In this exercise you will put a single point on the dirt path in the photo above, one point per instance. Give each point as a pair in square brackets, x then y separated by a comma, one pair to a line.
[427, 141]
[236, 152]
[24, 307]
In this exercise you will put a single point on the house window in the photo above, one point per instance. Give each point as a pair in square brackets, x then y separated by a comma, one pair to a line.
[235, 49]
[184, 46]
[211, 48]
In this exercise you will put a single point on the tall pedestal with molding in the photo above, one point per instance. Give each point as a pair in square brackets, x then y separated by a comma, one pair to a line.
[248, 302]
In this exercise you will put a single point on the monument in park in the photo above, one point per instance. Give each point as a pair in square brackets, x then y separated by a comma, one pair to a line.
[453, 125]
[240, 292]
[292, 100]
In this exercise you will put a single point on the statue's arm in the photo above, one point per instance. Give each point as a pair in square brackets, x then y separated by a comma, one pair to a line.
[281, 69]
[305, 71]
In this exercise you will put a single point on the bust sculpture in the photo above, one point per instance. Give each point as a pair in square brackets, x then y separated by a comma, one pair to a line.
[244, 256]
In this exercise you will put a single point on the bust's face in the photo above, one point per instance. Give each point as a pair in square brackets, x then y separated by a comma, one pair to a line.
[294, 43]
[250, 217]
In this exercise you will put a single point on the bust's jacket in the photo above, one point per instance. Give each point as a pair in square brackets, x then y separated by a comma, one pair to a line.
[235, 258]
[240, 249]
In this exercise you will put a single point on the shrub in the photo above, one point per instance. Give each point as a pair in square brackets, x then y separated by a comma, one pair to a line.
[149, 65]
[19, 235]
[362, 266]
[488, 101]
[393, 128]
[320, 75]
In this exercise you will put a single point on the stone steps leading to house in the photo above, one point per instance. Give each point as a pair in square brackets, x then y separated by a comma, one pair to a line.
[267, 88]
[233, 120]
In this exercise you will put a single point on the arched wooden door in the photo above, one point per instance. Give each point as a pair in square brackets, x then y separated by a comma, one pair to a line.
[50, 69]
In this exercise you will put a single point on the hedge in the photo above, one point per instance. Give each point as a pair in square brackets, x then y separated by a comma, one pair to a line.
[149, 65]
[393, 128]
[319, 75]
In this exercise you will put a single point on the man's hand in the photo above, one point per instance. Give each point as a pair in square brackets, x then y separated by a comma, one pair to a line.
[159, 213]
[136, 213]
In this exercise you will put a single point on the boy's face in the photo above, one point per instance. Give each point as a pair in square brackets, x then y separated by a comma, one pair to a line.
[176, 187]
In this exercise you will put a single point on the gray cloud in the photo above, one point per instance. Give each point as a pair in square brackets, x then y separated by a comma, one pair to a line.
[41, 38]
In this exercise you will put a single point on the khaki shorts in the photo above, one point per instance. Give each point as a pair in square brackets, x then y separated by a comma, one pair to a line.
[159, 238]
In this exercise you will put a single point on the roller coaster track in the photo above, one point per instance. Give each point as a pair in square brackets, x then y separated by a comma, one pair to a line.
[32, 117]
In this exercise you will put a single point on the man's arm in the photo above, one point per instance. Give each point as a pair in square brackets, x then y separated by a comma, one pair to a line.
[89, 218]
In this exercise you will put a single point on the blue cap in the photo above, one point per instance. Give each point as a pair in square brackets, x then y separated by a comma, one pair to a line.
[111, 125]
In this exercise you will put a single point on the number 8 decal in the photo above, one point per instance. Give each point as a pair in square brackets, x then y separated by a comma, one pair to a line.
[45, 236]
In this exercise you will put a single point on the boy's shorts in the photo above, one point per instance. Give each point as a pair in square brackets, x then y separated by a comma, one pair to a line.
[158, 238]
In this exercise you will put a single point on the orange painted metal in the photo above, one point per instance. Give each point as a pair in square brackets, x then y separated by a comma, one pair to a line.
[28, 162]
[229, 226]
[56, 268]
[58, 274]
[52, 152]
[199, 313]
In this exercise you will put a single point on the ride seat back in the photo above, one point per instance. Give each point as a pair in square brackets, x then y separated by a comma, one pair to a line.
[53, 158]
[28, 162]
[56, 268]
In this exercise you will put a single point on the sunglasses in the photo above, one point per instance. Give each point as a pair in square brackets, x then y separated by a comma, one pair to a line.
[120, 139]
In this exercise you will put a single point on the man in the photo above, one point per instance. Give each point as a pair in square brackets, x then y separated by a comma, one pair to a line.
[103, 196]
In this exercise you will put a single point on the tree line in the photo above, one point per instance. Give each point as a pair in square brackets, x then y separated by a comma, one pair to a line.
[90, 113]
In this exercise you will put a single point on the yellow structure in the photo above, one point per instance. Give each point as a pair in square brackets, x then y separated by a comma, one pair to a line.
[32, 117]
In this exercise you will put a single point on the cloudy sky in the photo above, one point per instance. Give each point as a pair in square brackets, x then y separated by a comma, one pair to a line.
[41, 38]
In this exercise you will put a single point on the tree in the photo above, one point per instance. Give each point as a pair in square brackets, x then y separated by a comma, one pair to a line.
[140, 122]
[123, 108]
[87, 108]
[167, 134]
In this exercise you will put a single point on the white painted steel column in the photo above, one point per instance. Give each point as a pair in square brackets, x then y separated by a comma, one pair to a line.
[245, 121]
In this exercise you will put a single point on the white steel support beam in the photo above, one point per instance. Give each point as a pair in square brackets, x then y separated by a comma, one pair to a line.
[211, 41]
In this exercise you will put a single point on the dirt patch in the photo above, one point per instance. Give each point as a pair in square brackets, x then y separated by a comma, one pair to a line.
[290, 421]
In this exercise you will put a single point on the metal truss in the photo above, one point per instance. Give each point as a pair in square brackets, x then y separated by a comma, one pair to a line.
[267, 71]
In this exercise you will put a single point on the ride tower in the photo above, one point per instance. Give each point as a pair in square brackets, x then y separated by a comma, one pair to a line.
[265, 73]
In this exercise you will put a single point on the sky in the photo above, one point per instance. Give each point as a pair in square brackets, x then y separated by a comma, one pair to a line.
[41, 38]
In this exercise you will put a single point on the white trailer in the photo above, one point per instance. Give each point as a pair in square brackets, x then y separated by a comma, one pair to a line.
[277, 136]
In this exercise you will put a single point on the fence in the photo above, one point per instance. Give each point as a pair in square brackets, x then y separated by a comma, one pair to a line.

__________

→ What is expected: Render as a Markdown table every line from the one containing "the dirt patch" through the end of the rows. Use the columns No. and Text, number each line in order, and omit blank lines.

→ Exercise response:
| No. | Text |
|---|---|
| 1 | In this exercise you will put a single point on the dirt patch in the photo above, one point per instance. Give each point as a pair in square brackets, x then y separated by a comma, one pair to a line. |
| 2 | [290, 421] |
| 3 | In this exercise you will put a single point on the metal truss in the photo above, one point per instance. Give each point as a pair in square brackets, x then y separated by a comma, one pair to a line. |
| 4 | [267, 71] |
| 5 | In this exercise you will put a single point on the ride tower in the photo above, one point per instance. Give each point as a pair in square brackets, x then y separated by a comma, one pair to a line. |
| 6 | [265, 73] |
| 7 | In this exercise you will put a single point on the sky in the photo above, one point per instance. Give each point as a pair in square brackets, x then y separated by a comma, one pair to a line. |
| 8 | [41, 38] |
| 9 | In this exercise you will put a single point on the white trailer in the photo above, one point per instance. Give each point as a pair in square brackets, x then y separated by a comma, one pair to a line. |
| 10 | [277, 136] |
| 11 | In this exercise you will put a single point on the fence in the photo above, one point per instance. Give each point as a pair in square brackets, x then y separated by a comma, one pair to a line. |